> [TASK MATERIAL]:
⁂

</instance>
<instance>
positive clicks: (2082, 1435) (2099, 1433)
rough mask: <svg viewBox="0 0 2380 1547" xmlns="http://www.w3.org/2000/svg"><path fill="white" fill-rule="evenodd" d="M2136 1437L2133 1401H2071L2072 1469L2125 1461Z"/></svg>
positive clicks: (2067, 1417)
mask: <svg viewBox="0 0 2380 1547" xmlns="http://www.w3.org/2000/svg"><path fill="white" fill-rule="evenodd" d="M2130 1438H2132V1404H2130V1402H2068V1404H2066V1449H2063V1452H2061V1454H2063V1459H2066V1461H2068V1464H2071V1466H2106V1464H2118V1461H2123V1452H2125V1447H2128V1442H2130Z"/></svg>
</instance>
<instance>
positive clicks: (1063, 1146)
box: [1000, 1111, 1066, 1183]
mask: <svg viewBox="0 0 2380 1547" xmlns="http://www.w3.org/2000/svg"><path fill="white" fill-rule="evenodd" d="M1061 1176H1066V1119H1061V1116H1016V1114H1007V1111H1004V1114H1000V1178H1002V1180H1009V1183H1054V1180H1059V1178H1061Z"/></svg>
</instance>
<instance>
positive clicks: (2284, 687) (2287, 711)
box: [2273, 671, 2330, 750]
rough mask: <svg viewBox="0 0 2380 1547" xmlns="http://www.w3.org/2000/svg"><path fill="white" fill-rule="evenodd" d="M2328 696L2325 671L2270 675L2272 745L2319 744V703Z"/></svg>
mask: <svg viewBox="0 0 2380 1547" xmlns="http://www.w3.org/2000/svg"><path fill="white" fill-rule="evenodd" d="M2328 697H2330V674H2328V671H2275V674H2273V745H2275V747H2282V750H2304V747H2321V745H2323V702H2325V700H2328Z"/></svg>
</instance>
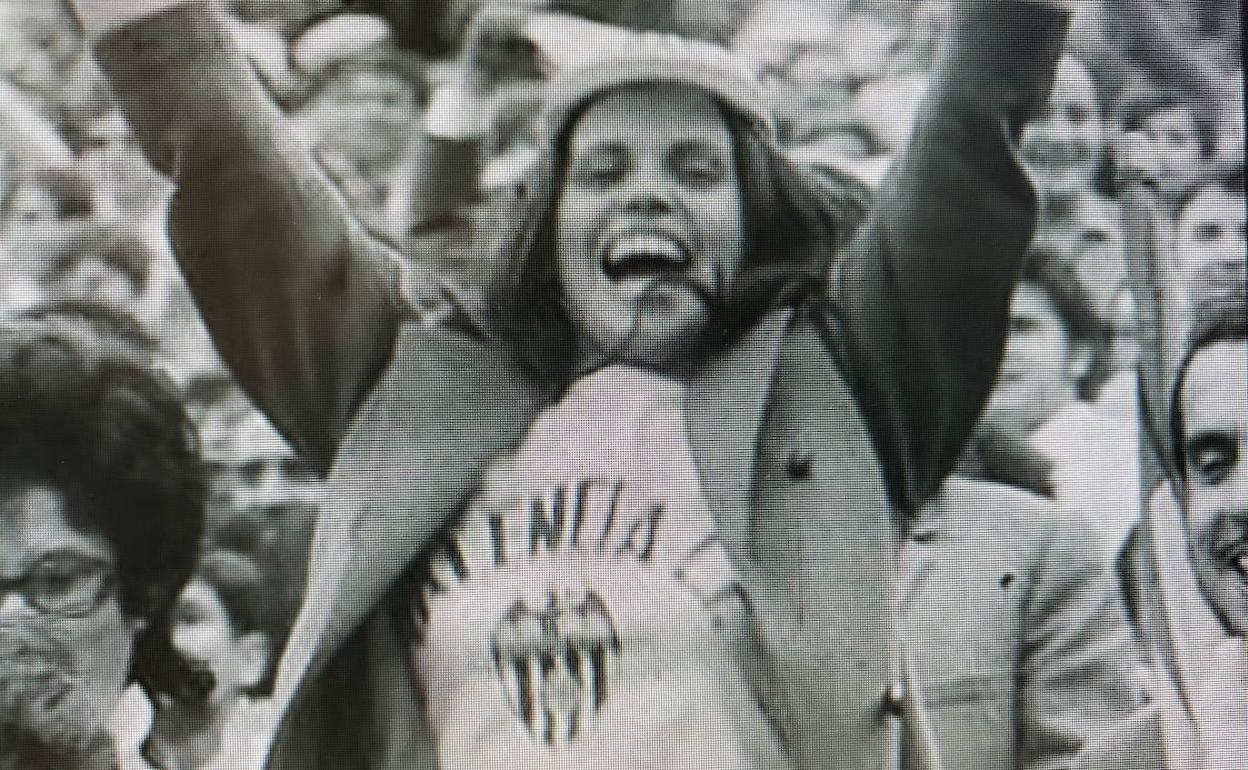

⁂

> [DIRECTIONS FOR THIS TASK]: Can you rewrite all of the records above with "positive clicks" changed to "foreground clicks" throughout and nothing else altered, leaving the pictures out of your answer?

> [EXERCISE RESULT]:
</instance>
<instance>
foreground clicks: (2082, 1435) (2099, 1433)
rough mask: <svg viewBox="0 0 2380 1547" xmlns="http://www.w3.org/2000/svg"><path fill="white" fill-rule="evenodd" d="M2136 1437L2133 1401H2071L2072 1469L2125 1461Z"/></svg>
foreground clicks: (2067, 1417)
mask: <svg viewBox="0 0 2380 1547" xmlns="http://www.w3.org/2000/svg"><path fill="white" fill-rule="evenodd" d="M2130 1438H2132V1404H2130V1402H2068V1404H2066V1449H2063V1452H2061V1454H2063V1459H2066V1461H2068V1464H2071V1466H2106V1464H2118V1461H2123V1452H2125V1447H2128V1442H2130Z"/></svg>
</instance>
<instance>
foreground clicks: (1063, 1146)
box: [1000, 1111, 1066, 1183]
mask: <svg viewBox="0 0 2380 1547" xmlns="http://www.w3.org/2000/svg"><path fill="white" fill-rule="evenodd" d="M1061 1176H1066V1119H1061V1116H1016V1114H1007V1111H1004V1114H1000V1178H1002V1180H1009V1183H1054V1180H1059V1178H1061Z"/></svg>
</instance>
<instance>
foreground clicks: (2284, 687) (2287, 711)
box: [2273, 671, 2330, 750]
rough mask: <svg viewBox="0 0 2380 1547" xmlns="http://www.w3.org/2000/svg"><path fill="white" fill-rule="evenodd" d="M2328 696L2325 671L2270 675L2272 745L2319 744V703Z"/></svg>
mask: <svg viewBox="0 0 2380 1547" xmlns="http://www.w3.org/2000/svg"><path fill="white" fill-rule="evenodd" d="M2328 697H2330V674H2328V671H2275V674H2273V745H2275V747H2282V750H2304V747H2321V745H2323V702H2325V700H2328Z"/></svg>
</instance>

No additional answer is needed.